> _Travail demandé_: D'après le texte sur Alep, combien de morts le plus récent bombardement a-t-il causés parmi la population civile ?

> _Texte fourni_:
··········

Le viol d’Alep

Le dernier cri (Photo AFP)

Le dernier cri
(Photo AFP)

Soutenues par les Russes, les forces loyalistes du régime syrien se préparent à reprendre Alep, ville stratégique qui assurerait à Bachar Al-Assad le contrôle du nord de la Syrie et le rendrait invulnérable aux forces qui lui sont hostiles, qu’il s’agisse des mouvements terroristes ou de la Coalition nationale syrienne.

BACHAR AL-ASSAD ne se contente pas de bombarder Alep massivement. Il choisit ses cibles, principalement des hôpitaux, de manière à obliger la population à quitter la vile avant que ses troupes passent à l’offensive et pratiquent la politique de la terre brûlée. Le secrétaire d’État américain, John Kerry, s’est rendu dimanche à Genève pour demander au gouvernement russe de rétablir le cessez-le-feu, lequel a volé en éclats depuis que Bachar l’a allègrement violé par ses bombardements. Les dirigeants russes ont fait savoir que, pour le moment, le rétablissement du cessez-le-feu est impossible, parce que les troupes du régime affrontent des organisations terroristes, oubliant la population civile au sein de laquelle le plus récent bombardement a fait 254 morts dont 39 enfants.

L’argument du réalisme.

Depuis plusieurs mois, la « paix russe » apparaît aux Occidentaux comme un pis-aller préférable au chaos qui règne au Syrie. Pour faire un bout de chemin avec Moscou, il faudrait donc se rabibocher avec le dictateur arabe le plus sanglant de l’histoire. Des élus de droite français n’ont pas hésité à se rendre à plusieurs reprises à Damas pour y « discuter » avec Bachar. Ils sont revenus enchantés de leurs voyages sans nous expliquer en quoi la réhabilitation du président syrien ferait progresser la paix. Ils nous proposent l’argument du « réalisme » qui revient à dire que la paix est bonne à prendre même si elle se construit sur des monceaux de cendres. En fait, la perspective que nous offre Bachar est celle d’un peuple libéré par la mort ou l’exil. Si le dictateur triomphe, ce ne peut être qu’en rasant les villes qu’il souhaite conquérir de manière à ce qu’il se débarrasse de tous les mouvements, terroristes ou non, qui contestent son autorité. Et tant pis si, dans la mêlée, des milliers de civils innocents sont sacrifiés. À ce jour, la guerre de Syrie aurait fait 270 000 morts et contraint plusieurs millions de Syriens à l’exil.

Un menteur invétéré.

··········

> _Données fournies_:
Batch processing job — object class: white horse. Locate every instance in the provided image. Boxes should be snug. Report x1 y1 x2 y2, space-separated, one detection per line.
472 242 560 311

··········

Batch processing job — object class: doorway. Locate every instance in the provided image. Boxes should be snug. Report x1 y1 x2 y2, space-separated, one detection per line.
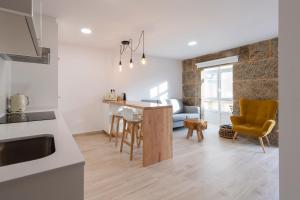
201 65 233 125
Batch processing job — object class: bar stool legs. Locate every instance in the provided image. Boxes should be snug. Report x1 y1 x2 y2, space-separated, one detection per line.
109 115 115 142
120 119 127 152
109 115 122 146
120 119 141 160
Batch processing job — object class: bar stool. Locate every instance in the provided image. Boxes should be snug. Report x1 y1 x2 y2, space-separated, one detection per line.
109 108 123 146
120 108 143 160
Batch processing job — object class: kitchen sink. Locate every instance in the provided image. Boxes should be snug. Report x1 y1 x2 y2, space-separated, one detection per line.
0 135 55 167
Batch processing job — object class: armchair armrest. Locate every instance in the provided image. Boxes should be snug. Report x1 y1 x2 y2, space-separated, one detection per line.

··········

> _Réponse_: 254 morts, dont 39 enfants.